▶ **INSTRUCTION**: Write each line exactly, from the line that holds "Target = towel hook" through the final line of the material, and no other line.

START DATA FOR THE TASK

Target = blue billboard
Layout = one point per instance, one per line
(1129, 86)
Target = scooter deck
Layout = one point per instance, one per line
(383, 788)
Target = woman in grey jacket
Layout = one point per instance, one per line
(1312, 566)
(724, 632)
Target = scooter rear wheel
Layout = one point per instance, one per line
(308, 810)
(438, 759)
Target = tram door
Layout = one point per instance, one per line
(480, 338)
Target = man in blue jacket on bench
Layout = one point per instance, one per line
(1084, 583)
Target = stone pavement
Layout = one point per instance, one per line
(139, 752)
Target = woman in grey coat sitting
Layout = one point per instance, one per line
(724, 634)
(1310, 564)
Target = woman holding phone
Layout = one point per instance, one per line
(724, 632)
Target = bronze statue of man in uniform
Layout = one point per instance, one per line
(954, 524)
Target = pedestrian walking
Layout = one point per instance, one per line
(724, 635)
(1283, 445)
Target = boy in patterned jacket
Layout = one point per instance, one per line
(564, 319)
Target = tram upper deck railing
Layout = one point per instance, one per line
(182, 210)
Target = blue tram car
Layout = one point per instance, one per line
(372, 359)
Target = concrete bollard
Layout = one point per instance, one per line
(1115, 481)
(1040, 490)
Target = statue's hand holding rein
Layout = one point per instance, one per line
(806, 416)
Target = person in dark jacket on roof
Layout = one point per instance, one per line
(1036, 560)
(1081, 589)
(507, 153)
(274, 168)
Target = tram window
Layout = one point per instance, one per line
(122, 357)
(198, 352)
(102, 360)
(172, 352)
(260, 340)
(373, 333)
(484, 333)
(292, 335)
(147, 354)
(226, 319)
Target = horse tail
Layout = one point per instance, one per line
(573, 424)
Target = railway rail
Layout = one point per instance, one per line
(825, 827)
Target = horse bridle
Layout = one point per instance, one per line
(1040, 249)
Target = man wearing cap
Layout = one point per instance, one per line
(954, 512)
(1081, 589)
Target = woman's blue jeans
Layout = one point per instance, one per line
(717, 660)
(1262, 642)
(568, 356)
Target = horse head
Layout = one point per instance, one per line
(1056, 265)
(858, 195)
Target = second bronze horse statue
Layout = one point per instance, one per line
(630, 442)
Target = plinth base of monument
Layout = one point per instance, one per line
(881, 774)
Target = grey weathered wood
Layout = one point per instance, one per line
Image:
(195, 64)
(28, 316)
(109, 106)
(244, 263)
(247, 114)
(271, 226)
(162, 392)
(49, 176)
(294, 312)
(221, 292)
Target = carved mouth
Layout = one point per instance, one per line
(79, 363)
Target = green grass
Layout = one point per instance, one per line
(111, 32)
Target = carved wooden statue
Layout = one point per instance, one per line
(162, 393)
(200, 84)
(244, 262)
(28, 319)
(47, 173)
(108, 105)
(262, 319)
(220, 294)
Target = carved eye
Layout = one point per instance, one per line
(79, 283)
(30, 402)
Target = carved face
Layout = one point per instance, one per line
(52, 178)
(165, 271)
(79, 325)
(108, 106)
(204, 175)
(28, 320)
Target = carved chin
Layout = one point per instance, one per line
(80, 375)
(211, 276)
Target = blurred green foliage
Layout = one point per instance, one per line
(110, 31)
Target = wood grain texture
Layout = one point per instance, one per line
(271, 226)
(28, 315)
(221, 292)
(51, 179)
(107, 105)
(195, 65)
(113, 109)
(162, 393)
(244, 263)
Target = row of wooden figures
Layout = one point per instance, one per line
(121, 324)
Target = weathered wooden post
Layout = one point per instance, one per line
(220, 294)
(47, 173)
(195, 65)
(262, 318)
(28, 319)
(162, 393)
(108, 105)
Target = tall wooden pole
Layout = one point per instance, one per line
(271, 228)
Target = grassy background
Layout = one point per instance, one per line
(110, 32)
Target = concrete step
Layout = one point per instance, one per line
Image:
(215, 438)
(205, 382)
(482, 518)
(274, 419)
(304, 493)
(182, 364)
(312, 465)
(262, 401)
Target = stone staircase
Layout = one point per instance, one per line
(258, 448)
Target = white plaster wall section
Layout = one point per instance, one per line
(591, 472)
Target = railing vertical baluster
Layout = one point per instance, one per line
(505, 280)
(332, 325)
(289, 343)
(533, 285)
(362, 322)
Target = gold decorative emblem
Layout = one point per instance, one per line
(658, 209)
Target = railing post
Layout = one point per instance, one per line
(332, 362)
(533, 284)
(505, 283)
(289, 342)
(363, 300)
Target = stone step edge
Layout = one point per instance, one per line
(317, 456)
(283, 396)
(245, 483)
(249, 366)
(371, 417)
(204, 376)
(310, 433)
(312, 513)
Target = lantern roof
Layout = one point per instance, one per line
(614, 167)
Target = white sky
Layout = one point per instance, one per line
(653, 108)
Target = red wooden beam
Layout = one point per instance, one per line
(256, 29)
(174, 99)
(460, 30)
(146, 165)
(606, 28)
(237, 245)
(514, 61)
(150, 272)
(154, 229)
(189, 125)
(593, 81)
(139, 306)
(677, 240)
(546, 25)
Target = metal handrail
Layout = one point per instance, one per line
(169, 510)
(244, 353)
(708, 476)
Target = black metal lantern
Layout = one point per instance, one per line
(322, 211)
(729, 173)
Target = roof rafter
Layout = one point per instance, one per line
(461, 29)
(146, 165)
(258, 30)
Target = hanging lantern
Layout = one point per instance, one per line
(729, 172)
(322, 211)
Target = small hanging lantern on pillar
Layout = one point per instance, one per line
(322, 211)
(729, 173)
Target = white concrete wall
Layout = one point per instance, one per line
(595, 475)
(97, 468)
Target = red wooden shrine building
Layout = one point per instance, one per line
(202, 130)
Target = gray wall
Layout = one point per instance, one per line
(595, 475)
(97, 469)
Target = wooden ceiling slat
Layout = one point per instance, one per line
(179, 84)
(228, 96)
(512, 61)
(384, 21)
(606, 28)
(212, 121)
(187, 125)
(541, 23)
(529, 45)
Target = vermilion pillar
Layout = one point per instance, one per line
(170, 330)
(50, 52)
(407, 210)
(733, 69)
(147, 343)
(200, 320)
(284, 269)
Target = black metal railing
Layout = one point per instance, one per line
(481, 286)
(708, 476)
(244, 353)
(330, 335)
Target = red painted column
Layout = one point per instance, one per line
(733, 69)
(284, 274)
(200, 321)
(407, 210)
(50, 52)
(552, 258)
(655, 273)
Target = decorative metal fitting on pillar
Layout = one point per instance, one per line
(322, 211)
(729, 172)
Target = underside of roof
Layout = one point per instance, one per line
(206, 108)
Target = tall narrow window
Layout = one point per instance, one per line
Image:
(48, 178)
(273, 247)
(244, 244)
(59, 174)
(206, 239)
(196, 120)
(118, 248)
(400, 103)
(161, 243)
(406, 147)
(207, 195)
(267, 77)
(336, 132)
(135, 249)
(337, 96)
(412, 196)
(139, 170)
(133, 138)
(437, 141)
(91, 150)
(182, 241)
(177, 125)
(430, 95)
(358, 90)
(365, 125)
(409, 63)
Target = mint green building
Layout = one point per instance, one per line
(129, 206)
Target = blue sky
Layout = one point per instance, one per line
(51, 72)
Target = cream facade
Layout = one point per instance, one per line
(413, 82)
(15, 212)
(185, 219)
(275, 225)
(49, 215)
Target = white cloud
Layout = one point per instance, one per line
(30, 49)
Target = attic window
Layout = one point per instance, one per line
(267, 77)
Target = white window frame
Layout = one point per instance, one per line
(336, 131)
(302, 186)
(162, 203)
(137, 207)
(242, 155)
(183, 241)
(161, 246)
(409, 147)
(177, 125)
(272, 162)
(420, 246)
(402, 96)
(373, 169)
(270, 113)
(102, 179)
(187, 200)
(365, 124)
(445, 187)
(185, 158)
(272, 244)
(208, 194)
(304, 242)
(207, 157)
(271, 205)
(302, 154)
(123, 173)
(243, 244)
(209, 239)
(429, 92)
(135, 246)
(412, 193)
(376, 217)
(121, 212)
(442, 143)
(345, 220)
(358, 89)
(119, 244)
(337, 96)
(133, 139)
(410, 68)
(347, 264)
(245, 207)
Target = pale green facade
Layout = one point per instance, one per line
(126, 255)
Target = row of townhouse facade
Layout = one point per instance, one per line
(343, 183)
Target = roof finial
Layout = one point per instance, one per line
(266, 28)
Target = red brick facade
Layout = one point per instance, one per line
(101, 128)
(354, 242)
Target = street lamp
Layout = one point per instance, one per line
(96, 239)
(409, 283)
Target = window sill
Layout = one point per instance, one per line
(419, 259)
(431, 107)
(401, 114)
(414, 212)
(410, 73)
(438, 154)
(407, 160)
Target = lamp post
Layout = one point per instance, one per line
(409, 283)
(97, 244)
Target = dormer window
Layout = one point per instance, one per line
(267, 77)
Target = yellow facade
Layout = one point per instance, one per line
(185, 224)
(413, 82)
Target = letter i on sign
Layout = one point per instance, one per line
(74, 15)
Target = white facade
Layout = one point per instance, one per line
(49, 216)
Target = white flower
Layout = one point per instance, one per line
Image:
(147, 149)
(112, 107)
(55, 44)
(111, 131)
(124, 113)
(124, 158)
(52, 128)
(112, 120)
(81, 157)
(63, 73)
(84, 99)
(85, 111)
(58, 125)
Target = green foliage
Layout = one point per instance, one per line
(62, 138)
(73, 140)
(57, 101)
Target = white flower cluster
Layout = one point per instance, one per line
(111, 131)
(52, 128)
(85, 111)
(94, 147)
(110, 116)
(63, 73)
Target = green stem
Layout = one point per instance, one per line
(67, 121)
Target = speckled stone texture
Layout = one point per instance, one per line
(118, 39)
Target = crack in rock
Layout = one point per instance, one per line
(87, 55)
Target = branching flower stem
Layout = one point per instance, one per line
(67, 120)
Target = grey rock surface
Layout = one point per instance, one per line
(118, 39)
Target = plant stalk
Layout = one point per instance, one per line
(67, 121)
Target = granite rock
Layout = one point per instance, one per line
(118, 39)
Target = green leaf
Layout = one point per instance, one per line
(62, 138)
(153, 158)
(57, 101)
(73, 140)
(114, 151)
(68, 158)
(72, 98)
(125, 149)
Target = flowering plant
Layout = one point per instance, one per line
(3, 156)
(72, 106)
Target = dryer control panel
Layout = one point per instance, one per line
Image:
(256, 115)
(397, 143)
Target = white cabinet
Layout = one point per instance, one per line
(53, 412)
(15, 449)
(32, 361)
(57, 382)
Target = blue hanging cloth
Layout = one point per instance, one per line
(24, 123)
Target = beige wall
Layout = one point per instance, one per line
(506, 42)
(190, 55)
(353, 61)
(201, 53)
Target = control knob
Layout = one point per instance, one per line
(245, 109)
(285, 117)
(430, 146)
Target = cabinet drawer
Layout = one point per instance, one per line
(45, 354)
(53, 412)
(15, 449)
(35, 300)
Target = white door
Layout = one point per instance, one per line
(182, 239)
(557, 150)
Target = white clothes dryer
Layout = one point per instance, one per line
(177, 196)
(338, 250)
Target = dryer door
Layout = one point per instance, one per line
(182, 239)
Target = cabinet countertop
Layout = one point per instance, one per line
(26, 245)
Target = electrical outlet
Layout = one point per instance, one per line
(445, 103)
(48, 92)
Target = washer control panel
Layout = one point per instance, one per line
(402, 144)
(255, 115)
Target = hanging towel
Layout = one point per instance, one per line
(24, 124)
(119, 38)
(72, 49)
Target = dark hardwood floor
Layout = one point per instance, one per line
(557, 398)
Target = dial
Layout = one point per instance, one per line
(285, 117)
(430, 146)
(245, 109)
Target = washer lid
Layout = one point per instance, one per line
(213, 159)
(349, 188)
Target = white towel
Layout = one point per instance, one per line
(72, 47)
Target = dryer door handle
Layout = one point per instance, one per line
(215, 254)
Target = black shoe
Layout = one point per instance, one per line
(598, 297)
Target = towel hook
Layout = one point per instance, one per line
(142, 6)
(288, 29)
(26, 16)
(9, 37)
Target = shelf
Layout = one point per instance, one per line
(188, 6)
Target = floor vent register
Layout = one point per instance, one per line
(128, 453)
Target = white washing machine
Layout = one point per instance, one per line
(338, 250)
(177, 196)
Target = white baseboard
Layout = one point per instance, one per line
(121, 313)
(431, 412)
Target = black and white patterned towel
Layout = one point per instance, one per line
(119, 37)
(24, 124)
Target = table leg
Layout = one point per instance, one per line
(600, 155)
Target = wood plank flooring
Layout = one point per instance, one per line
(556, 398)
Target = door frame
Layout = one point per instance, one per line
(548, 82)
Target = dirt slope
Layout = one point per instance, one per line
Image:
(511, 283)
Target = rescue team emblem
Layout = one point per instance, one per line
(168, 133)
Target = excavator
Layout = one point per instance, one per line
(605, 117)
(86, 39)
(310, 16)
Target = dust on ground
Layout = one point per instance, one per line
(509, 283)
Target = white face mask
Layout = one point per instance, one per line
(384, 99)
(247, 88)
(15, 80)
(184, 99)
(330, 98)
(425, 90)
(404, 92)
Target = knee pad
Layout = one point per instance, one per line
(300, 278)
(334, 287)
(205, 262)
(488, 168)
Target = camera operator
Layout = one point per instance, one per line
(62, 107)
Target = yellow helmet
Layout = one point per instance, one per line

END DATA FOR THE TASK

▶ **THE COMPLETED TASK**:
Target = towel hook
Layout = one point per instance, one per line
(142, 6)
(288, 29)
(26, 16)
(9, 37)
Target = shelf
Layout = one point per instance, one per line
(188, 6)
Target = floor vent register
Layout = one point per instance, one per line
(128, 453)
Target = white washing machine
Layout = one point per instance, one per line
(338, 250)
(177, 196)
Target = white baseboard
Layout = one point per instance, one per line
(121, 313)
(431, 412)
Target = black and white patterned towel
Layout = one point per instance, one per line
(119, 37)
(24, 124)
Target = table leg
Layout = one point per instance, one per line
(600, 155)
Target = wood plank flooring
Layout = one point per instance, one per line
(556, 398)
Target = door frame
Layout = one point per instance, one per line
(548, 82)
Target = dirt slope
Layout = one point per instance, one per line
Image:
(511, 283)
Target = rescue team emblem
Layout = one point per instance, one per line
(168, 133)
Target = excavator
Layout = one point per instance, one per line
(605, 117)
(86, 39)
(310, 16)
Target = dust on ground
Layout = one point per instance, one per line
(509, 283)
Target = white face mask
Layout = one point per instance, one per line
(384, 99)
(247, 88)
(15, 80)
(184, 99)
(330, 98)
(425, 90)
(404, 92)
Target = knee pad
Layout = one point per instance, one per line
(300, 278)
(334, 287)
(205, 262)
(488, 168)
Target = camera operator
Layout = one point per instance, one per line
(62, 107)
Target = yellow helmet
Layout = one point per instance, one per line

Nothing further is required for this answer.